*** Opening of Data provided ***

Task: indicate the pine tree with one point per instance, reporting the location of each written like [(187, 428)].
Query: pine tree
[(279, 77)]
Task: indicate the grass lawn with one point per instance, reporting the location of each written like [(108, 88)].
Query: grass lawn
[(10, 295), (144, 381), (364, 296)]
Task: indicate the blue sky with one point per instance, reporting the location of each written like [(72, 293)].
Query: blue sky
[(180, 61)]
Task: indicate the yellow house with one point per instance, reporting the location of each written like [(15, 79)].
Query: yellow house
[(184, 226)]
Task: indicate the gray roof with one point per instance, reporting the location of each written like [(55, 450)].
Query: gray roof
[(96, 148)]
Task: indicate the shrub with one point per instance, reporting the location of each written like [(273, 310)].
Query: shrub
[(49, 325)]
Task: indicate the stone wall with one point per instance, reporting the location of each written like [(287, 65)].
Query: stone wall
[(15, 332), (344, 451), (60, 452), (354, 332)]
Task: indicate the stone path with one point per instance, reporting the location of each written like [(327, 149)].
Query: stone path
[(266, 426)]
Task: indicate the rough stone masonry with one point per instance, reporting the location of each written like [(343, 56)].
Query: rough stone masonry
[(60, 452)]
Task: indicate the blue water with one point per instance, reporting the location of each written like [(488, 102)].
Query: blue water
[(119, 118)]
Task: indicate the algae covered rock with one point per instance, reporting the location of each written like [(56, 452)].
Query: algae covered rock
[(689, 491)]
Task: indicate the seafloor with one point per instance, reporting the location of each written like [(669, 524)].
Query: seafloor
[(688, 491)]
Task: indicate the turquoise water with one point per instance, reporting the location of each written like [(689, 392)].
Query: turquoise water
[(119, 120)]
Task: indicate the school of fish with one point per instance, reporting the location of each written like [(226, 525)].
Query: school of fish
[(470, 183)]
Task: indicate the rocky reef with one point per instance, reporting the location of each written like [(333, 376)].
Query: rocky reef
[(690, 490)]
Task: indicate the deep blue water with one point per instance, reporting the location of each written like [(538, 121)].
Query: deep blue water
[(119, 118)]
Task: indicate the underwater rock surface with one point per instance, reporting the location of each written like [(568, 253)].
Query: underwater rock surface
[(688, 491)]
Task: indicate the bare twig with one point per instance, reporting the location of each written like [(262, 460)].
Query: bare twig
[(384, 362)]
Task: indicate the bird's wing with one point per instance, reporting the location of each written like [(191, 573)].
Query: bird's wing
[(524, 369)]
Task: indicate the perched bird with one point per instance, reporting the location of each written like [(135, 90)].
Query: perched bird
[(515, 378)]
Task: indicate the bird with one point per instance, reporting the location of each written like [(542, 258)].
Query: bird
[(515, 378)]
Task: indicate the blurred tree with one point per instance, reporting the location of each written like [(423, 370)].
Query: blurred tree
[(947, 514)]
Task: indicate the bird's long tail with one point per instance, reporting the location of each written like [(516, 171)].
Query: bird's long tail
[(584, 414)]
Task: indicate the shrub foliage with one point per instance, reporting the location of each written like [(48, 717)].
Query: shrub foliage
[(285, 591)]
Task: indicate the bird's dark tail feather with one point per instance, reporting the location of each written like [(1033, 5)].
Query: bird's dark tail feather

*** Close of Data provided ***

Using only the entries above, output the line with "Task: indicate the rocky", the line with "Task: indicate the blurred", and all lines between them, exactly as they stand.

**Response below**
Task: indicate the rocky reef with one point per instance, reporting the location of each written like [(333, 376)].
Query: rocky reef
[(690, 490)]
Task: indicate the deep blue water with one point per instance, reporting the location of each written like [(538, 121)].
Query: deep blue water
[(119, 118)]
Task: indicate the underwater rock surface with one point per instance, reporting the location of each written like [(568, 253)].
Query: underwater rock surface
[(688, 491)]
Task: indicate the bare twig with one point per instance, reporting the location of each written like [(262, 460)].
Query: bare twig
[(384, 362)]
Task: indicate the bird's wing with one point per instance, reporting the location of each written like [(191, 573)].
Query: bird's wing
[(524, 369)]
Task: indicate the perched bird with one point per instance, reporting the location of each written like [(135, 90)].
Query: perched bird
[(515, 378)]
Task: indicate the bird with one point per instance, reporting the location of each written like [(542, 258)].
Query: bird
[(515, 378)]
Task: indicate the blurred tree with one point per instance, reporting the location of each written like [(423, 370)].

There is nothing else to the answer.